__TASK STATEMENT__. Copy the items word for word, beginning at the very first line and stopping after the line that contains "[(383, 351)]". Leave the pictures out of your answer.

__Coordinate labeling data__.

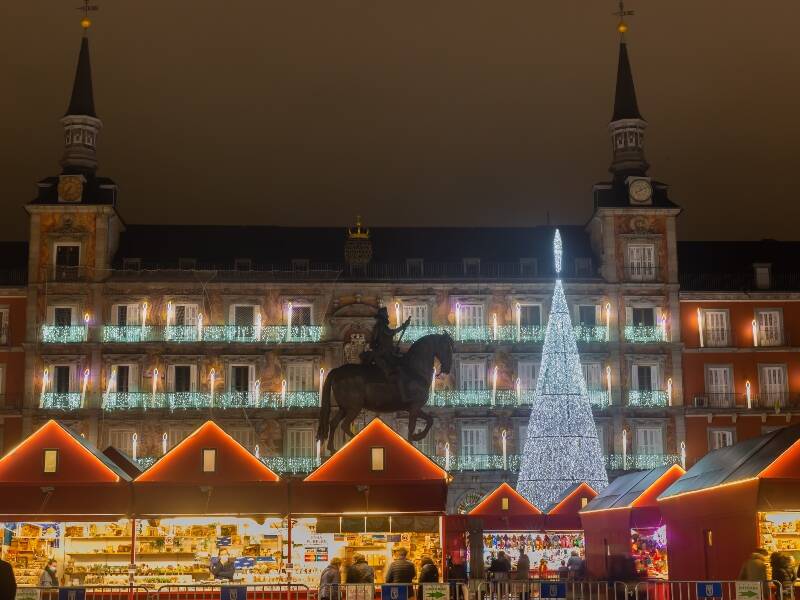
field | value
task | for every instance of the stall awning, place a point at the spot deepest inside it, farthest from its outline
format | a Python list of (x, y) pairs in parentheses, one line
[(771, 461), (377, 471), (57, 473), (209, 473)]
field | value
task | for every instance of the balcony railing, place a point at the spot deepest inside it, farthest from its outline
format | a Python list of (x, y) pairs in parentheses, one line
[(64, 334), (648, 398), (645, 334), (61, 401)]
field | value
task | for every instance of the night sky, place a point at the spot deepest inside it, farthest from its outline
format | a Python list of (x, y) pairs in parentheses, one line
[(442, 112)]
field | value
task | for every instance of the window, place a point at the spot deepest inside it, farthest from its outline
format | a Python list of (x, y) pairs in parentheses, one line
[(243, 315), (299, 377), (473, 440), (418, 314), (209, 460), (3, 325), (473, 375), (182, 378), (244, 436), (301, 314), (67, 260), (719, 438), (715, 328), (299, 442), (528, 267), (62, 379), (530, 315), (377, 459), (50, 460), (527, 372), (589, 315), (472, 267), (644, 378), (649, 440), (242, 378), (772, 384), (131, 264), (583, 266), (769, 327), (763, 275), (415, 267), (62, 316), (719, 387), (122, 440), (641, 262), (593, 375), (471, 315)]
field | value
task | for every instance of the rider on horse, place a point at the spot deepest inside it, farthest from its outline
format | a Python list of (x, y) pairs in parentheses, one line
[(383, 351)]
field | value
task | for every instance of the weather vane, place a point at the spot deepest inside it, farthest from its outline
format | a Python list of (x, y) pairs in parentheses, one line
[(622, 26), (86, 9)]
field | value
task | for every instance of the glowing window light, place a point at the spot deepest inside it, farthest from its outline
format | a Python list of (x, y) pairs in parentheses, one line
[(700, 326)]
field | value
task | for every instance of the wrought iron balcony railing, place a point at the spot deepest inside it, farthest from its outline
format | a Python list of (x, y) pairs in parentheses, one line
[(645, 334), (648, 398)]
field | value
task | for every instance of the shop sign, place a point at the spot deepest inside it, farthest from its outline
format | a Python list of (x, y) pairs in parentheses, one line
[(436, 591), (231, 592), (556, 589), (709, 589), (394, 592), (748, 590), (72, 594)]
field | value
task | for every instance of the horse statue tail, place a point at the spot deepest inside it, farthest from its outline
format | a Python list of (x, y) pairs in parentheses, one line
[(325, 408)]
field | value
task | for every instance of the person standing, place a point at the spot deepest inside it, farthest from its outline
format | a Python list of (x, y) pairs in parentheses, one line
[(49, 577), (8, 583), (360, 571), (330, 579), (401, 570)]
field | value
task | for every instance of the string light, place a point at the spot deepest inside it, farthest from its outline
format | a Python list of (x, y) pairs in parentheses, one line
[(562, 447)]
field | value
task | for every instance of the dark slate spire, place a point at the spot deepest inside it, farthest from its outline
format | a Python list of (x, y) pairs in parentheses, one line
[(625, 106), (82, 100)]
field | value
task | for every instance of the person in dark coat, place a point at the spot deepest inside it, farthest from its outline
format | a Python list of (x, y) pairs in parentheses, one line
[(401, 570), (8, 583), (360, 571), (330, 579), (223, 567)]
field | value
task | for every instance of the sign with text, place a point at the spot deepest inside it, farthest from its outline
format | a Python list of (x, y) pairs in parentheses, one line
[(709, 589), (748, 590)]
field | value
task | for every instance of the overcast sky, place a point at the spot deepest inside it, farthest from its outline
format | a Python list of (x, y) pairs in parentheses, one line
[(442, 112)]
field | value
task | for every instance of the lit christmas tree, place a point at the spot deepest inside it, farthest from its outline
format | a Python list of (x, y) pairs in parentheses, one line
[(562, 448)]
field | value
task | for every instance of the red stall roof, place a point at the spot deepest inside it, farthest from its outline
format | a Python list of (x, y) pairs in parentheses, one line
[(377, 471), (208, 473), (48, 473), (773, 459)]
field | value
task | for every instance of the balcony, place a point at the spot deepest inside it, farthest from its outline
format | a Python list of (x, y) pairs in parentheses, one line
[(64, 334), (645, 334), (648, 398), (66, 401)]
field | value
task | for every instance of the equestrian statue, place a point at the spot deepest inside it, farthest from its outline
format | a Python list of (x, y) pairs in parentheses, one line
[(385, 381)]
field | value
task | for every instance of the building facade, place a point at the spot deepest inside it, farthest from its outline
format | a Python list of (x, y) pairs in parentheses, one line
[(136, 334)]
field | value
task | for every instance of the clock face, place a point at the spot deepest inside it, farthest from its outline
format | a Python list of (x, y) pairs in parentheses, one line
[(640, 191)]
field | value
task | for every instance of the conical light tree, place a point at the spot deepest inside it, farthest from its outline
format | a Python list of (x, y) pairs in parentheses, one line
[(561, 448)]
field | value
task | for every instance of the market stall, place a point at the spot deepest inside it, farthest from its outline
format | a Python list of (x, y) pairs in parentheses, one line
[(732, 501), (62, 499), (375, 494), (625, 529)]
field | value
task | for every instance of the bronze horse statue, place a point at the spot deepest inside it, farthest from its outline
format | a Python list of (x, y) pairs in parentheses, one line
[(360, 387)]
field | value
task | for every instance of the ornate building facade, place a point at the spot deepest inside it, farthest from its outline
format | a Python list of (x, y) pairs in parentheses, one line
[(135, 334)]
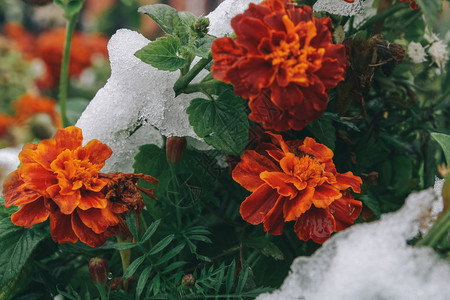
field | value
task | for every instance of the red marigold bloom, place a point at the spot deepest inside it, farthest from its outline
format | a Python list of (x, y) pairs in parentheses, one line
[(28, 105), (282, 60), (413, 4), (59, 179), (297, 181)]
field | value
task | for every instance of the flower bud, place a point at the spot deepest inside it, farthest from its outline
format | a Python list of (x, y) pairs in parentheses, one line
[(175, 148), (98, 268), (188, 280), (39, 2)]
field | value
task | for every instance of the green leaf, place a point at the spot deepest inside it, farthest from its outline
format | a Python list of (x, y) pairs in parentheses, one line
[(444, 142), (266, 247), (324, 131), (16, 247), (162, 54), (222, 123), (161, 245), (430, 9), (130, 220), (230, 277), (165, 16), (133, 267), (171, 254), (201, 47), (70, 7), (142, 282), (150, 231)]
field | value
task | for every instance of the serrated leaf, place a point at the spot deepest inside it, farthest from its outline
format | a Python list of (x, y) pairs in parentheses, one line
[(142, 282), (230, 277), (161, 245), (430, 9), (444, 142), (165, 16), (162, 54), (201, 47), (266, 247), (222, 123), (242, 280), (132, 268), (150, 231), (171, 254), (16, 247), (124, 246), (174, 266)]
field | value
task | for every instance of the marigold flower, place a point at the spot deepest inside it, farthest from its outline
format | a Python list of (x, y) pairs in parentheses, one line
[(59, 179), (297, 181), (282, 60), (413, 4)]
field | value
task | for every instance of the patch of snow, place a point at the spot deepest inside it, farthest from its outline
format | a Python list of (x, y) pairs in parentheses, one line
[(372, 261)]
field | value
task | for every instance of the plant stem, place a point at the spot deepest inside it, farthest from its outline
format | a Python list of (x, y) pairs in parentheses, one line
[(185, 79), (378, 17), (64, 76)]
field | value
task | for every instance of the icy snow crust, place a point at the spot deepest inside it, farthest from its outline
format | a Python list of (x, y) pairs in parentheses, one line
[(372, 261), (138, 103), (340, 7)]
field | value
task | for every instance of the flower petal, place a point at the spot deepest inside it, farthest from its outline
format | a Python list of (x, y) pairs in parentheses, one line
[(246, 173), (325, 194), (345, 211), (294, 208), (61, 228), (316, 224), (92, 200), (256, 206), (273, 221), (16, 191), (30, 214)]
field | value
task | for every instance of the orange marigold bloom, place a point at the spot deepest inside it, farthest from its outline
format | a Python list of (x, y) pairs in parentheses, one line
[(28, 105), (59, 179), (413, 4), (297, 181), (282, 60)]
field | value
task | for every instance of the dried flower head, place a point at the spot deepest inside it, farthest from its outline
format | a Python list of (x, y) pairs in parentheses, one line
[(59, 179), (282, 60), (297, 181)]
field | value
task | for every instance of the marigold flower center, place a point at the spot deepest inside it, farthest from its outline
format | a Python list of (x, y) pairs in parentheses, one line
[(295, 57)]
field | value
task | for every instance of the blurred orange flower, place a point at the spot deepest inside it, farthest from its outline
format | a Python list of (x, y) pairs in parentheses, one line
[(283, 60), (28, 105), (59, 179), (297, 181), (413, 4)]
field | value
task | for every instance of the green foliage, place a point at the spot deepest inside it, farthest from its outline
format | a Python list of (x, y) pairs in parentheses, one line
[(222, 123), (444, 142), (70, 7), (162, 54), (17, 246)]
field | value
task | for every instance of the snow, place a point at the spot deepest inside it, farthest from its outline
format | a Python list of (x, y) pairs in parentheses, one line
[(340, 7), (9, 161), (137, 93), (372, 261)]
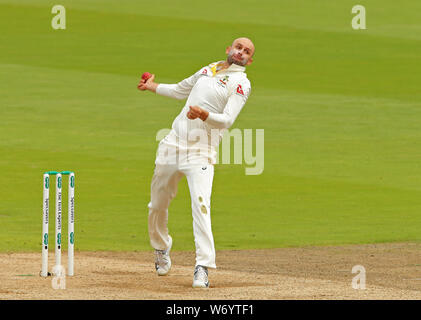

__COMPLETED EXERCISE__.
field | value
task | for every instance of the stall awning, place a point at the spot deepest inside it, farthest from its outline
format | a Python list of (x, y) pairs in parentheses, one line
[(771, 461), (377, 471), (57, 473), (209, 473)]
field | value
task | for every instance of the balcony railing, place a point at the spot deepest inside it, farthest from its outline
format | a Python list of (x, y) pairs in parentheses, one line
[(64, 334), (648, 398), (645, 334), (61, 401)]
field | value
task | for every instance of the night sky, place a point at the spot deepest inside it, farthest from its outline
format | a Python list of (x, y) pairs in parentheses, one line
[(442, 112)]
field | value
task | for every instance of the window, place a point at the spot deepest inside it, farthest from its outline
format | a Python list of (x, y) pairs in parentheses, one line
[(243, 315), (299, 377), (473, 440), (418, 314), (209, 460), (3, 325), (473, 375), (182, 378), (244, 436), (301, 314), (67, 260), (719, 438), (715, 328), (299, 442), (528, 267), (62, 379), (530, 315), (377, 459), (50, 460), (527, 372), (589, 315), (472, 267), (644, 378), (649, 440), (242, 378), (772, 384), (131, 264), (583, 266), (769, 327), (763, 275), (415, 267), (62, 316), (719, 387), (122, 440), (641, 262), (593, 375), (471, 315)]
field | value
task | for every instance of the rider on horse, place a point at the spot deepest inside it, farthest from its outline
format | a Python list of (x, y) pairs in parentheses, one line
[(383, 351)]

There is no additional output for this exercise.